BEGIN Source material

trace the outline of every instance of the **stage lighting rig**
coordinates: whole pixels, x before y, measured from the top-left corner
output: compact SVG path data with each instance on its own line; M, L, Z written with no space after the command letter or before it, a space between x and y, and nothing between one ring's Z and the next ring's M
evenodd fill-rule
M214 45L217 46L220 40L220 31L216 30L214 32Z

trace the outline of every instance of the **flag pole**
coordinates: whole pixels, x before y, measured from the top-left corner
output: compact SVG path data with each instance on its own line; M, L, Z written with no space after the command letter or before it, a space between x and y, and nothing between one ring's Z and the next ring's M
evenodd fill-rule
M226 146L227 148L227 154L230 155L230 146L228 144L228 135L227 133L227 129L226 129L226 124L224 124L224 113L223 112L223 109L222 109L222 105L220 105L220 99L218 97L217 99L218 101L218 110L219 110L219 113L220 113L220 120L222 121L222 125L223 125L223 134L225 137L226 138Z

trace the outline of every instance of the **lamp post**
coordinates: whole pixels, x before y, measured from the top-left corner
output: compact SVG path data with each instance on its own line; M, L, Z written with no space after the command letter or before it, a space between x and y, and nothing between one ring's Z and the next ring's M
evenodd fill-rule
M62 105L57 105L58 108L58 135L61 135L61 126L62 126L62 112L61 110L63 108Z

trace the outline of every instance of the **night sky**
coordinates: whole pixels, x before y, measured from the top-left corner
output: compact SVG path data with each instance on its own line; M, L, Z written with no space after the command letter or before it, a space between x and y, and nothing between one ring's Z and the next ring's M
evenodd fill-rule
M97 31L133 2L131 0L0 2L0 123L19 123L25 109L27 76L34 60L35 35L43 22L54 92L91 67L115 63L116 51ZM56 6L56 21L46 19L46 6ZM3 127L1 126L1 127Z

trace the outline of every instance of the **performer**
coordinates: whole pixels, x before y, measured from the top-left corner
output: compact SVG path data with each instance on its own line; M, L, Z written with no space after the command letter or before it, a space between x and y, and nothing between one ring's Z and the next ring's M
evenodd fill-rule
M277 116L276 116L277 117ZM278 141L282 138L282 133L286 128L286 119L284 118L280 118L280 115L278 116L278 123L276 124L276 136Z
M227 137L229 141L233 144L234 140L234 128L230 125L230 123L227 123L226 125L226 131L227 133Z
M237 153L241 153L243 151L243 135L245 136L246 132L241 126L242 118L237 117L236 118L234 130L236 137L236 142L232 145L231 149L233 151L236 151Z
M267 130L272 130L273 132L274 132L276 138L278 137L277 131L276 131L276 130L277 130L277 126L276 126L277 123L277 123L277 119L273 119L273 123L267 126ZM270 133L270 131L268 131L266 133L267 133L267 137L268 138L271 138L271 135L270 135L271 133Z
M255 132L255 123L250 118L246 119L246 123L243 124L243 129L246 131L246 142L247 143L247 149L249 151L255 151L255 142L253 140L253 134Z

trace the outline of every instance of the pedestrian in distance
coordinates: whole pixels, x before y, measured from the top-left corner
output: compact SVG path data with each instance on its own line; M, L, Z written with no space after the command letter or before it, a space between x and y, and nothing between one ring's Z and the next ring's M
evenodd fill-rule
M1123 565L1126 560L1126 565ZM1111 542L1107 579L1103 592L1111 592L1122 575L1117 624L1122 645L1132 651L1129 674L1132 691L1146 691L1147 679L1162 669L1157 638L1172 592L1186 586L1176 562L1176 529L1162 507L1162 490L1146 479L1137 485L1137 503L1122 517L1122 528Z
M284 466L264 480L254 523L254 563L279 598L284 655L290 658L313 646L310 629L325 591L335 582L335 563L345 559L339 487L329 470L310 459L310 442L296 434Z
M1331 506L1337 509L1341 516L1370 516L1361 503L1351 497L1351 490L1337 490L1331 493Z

END Source material

What the exercise asks >>
Copy the records word for word, from the first line down to and including the line that contains "M226 146L227 148L227".

Solution to this exercise >>
trace the outline of every instance of the **stage lighting rig**
coordinates: whole pixels, x before y, measured from the top-left corner
output: compact SVG path data with each instance on its own line; M, L, Z written with no space after the command letter or before it, a space between x and y, and nothing between one ring's Z and the next ring's M
evenodd fill-rule
M214 45L217 46L220 40L220 31L216 30L214 32Z

trace the outline of every instance of the **flag pole**
coordinates: whole pixels, x before y, measured from the top-left corner
output: compact SVG path data with each instance on its own line; M, L, Z written with no space after the command letter or before it, a space between x and y, and nothing between one ring's Z and the next ring's M
evenodd fill-rule
M226 146L227 148L227 154L230 155L230 146L228 144L228 135L227 133L227 129L226 129L226 124L224 124L224 113L223 112L223 109L222 109L222 105L220 105L220 99L218 97L217 99L218 101L218 110L219 110L219 113L220 113L220 120L222 121L222 125L223 125L223 134L225 137L226 138Z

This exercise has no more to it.